### PROBLEM TO WORK ON
Please rewrite the rows, starting with the line that contains "Target: domed roof." and going on through the end of the rows, reproducing every line in full and offsetting each polygon coordinate in the answers by -21.
◇ ◇ ◇ ◇ ◇ ◇ ◇
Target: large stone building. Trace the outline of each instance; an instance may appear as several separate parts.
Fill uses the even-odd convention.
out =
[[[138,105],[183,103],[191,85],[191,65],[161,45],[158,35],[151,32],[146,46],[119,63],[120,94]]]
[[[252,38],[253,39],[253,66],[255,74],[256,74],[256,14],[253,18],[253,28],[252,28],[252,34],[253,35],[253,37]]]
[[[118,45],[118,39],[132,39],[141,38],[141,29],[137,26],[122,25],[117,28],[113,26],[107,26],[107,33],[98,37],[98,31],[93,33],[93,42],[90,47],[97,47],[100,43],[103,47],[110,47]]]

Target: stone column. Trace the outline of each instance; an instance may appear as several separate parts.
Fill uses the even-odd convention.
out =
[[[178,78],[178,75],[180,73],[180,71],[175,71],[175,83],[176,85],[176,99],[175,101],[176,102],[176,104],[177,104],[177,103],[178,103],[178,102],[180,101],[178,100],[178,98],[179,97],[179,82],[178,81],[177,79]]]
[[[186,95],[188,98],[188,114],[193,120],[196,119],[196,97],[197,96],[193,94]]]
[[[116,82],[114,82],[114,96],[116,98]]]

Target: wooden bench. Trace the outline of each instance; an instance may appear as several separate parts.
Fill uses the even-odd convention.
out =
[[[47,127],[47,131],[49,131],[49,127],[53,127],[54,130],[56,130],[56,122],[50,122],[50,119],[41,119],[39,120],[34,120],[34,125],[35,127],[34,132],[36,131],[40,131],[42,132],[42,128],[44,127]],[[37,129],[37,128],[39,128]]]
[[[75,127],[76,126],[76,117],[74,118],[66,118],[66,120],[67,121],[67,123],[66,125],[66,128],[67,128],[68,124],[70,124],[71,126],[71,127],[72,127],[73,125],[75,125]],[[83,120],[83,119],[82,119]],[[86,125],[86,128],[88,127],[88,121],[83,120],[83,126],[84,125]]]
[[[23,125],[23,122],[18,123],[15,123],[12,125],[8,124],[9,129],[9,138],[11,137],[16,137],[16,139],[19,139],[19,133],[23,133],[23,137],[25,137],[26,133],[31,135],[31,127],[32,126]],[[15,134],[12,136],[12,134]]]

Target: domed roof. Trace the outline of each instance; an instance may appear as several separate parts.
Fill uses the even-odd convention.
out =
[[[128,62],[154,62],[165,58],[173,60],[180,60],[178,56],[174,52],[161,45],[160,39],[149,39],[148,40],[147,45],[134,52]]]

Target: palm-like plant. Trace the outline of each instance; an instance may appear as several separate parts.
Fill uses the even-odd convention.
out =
◇ ◇ ◇ ◇ ◇ ◇ ◇
### THE SOLUTION
Target: domed roof. Trace the outline of each instance; an instance may appear as several separate parts.
Fill uses the even-odd convention.
out =
[[[107,41],[133,41],[144,37],[152,39],[159,39],[157,35],[153,31],[140,24],[139,18],[128,18],[127,19],[126,24],[113,31]]]

Target: palm-like plant. Trace the outline of each instance; an instance may appear as several separate parts.
Fill uses the even-odd convention.
out =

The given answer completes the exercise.